──────── PAGE TEXT

1. Introduction

This note explains the methodology used to estimate the value of green and blue space implicit in property prices in urban areas in Great Britain in the initial urban ecosystem accounts published on 12 July 2018.

Nôl i'r tabl cynnwys

2. Strengths and limitations of using Hedonic Pricing Method

The Hedonic Pricing Method (HPM) relies on the assumption that a class of differentiated products can be broken down in to a number of characteristics. A combination of these characteristics and the external factors that affect the product determines the price. The most common example of this is property values, where the market price of a property is determined by a combination of structural characteristics (floor area, number of bedrooms, garden, garage and so on) and the socio-economic and environmental characteristics of the surrounding area (quality of schools, access to retail, transport, levels of water/air pollution, proximity to green space and so on)

HPM can be used to estimate the extent to which characteristics affect price by modelling property prices as a set of explanatory variables, including the structural, socio-economic and environmental characteristics. Assuming that nature is implicit in property prices, this methodology can then be used to extract values for environmental goods or services from market-based transactions by including measures of access to natural areas in the regression model.

HPM returns market-based marginal prices of ecosystem services comparable to those used for standard market goods (Day, 2013), which is important for consistency with the national accounts.

Further, data on property transactions and characteristics are readily available and it potentially offers a means of estimating the value of everyday recreational visits to local green spaces that do not require admission fees or the use of public or private transport. Such trips are currently excluded by the expenditure-based method currently used in the UK Natural Capital accounts.

A limitation of HPM is that to obtain accurate and robust estimates large datasets with very detailed information about property characteristics and the surrounding environment are needed. Omitting key determinants of property prices that are correlated with availability of natural amenities may result in biased estimates and the results are sensitive to model specification, therefore care is needed when building the models.

We cannot be certain that increasing the amount of green and blue space would result in an increase in property prices. To interpret the coefficients causally, we need to assume that our models capture all variables that influence both property prices and areas of blue and green spaces. Whilst this assumption cannot be directly tested, the high R-squared (our models explain over 80% of the variance in property prices) suggests that we include many factors relevant to property prices in our models, leaving less room for unobserved heterogeneity.

The results demonstrate it is possible to apply HPM for national statistics. However, further work is needed, in particular interpreting regression results into annual flow and stock values.

Nôl i'r tabl cynnwys

3. Which ecosystem services could have been captured?

It can be difficult to determine which ecosystem services are captured through the Hedonic Pricing Method (HPM) . It could be posited that the buyers of properties must be aware of the services provided by natural capital for those services to be reflected in property prices. We work on the assumption that the majority of the value captured is that from cultural services, such as recreation and attractive views, rather than regulating services such as carbon sequestration and temperature regulation which people are less likely to be aware of.

Table 1 summarizes the types of services which could be captured and the potential overlap with other ecosystem services already included in the accounts.

────────────────
──────── RECORDS

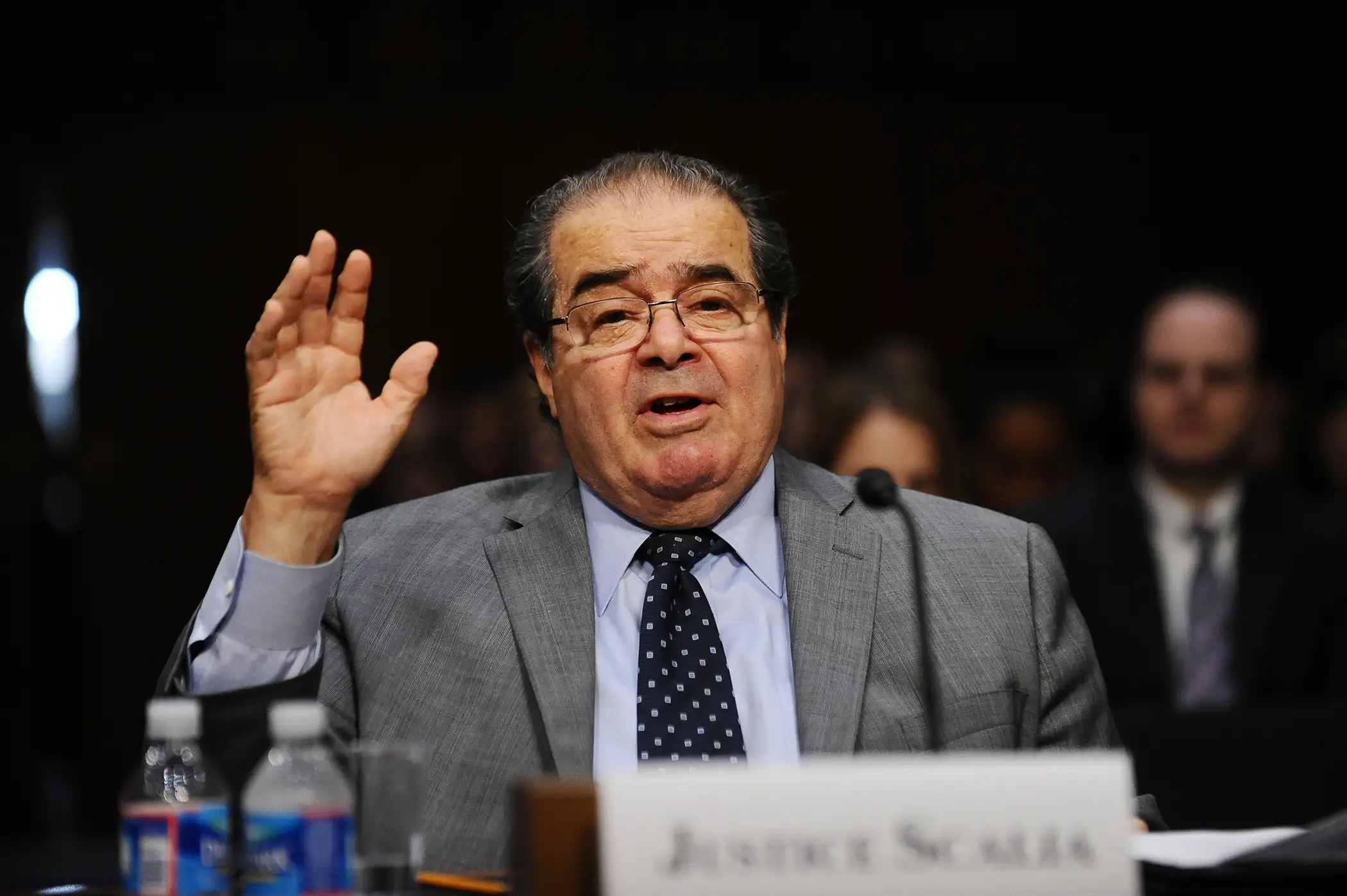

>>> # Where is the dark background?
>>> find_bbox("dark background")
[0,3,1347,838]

────────────────
──────── RECORDS

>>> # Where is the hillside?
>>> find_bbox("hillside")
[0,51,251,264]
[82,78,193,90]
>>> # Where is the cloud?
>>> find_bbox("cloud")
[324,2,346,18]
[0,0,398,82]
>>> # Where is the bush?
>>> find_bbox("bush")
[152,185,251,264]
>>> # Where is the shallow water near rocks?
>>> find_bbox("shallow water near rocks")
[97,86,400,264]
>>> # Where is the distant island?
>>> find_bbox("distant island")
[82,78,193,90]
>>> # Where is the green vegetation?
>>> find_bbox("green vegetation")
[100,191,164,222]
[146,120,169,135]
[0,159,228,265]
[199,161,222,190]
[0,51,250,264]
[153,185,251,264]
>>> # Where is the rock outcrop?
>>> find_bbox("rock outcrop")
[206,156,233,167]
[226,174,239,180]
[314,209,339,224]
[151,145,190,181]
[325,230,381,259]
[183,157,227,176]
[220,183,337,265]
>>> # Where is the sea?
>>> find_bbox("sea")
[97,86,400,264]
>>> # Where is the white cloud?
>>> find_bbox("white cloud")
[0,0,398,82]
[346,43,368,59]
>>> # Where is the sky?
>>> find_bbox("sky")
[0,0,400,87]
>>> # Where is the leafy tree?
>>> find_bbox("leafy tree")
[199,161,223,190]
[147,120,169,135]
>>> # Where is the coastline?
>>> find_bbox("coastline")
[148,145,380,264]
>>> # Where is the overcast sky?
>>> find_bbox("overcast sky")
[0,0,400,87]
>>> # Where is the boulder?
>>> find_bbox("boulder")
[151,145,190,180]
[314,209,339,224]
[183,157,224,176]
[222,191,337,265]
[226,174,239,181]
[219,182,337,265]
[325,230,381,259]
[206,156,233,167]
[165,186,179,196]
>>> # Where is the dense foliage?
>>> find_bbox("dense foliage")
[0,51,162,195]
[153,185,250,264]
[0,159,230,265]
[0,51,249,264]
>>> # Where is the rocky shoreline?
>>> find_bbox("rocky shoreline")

────────────────
──────── RECORDS

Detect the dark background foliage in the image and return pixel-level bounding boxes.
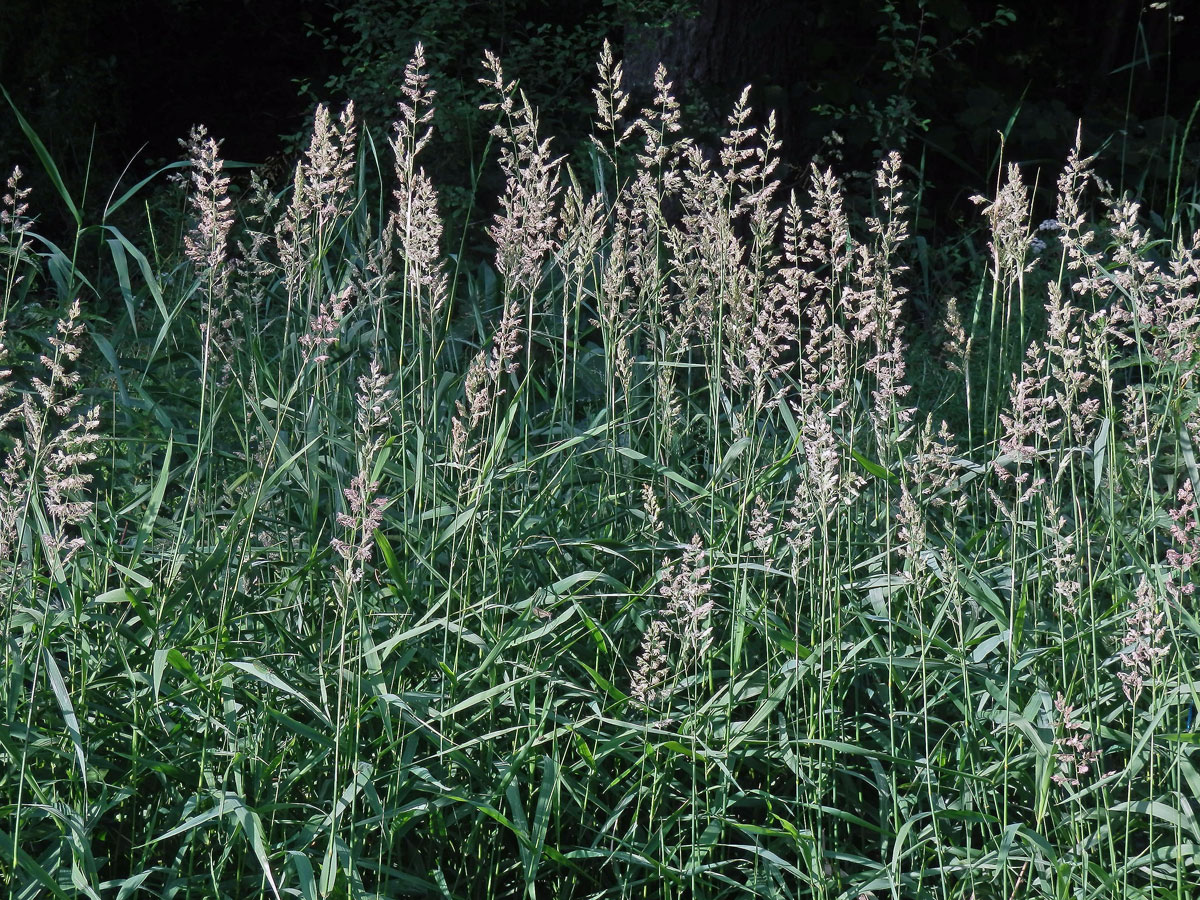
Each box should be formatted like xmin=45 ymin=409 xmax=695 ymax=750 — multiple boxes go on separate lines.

────────────────

WHAT TO DO:
#1 Retype the stretch of the green space methodology note from "2. Strengths and" through "space and so on)".
#2 Extend the green space methodology note, carrying on after its last sentence.
The entries are separate material and have nothing to do with the green space methodology note.

ANSWER SET:
#1
2. Strengths and limitations of using Hedonic Pricing Method

The Hedonic Pricing Method (HPM) relies on the assumption that a class of differentiated products can be broken down in to a number of characteristics. A combination of these characteristics and the external factors that affect the product determines the price. The most common example of this is property values, where the market price of a property is determined by a combination of structural characteristics (floor area, number of bedrooms, garden, garage and so on) and the socio-economic and environmental characteristics of the surrounding area (quality of schools, access to retail, transport, levels of water/air pollution, proximity to green space and so on)

#2
Nôl i'r tabl cynnwys

4. Data sources

A large amount of data is needed to conduct hedonic regression analysis, and for the purposes of the UK natural capital accounts it also needs to be available on a national scale. The following datasets are used:

ACORN classification: A data set which provides a well-established geographic segmentation of the UK. Produced and licensed by CACI Ltd it segments UK neighbourhoods and postcodes in to six categories, eighteen groups and sixty-two types by analysing significant behavioural and social factors. For more information see the ACORN user guide on “The consumer classification”.

ACORN is currently a key determinant in the hedonic regression and is also used in the production of the ONS Land and Property Services House Price Index and the current ONS House Price Index.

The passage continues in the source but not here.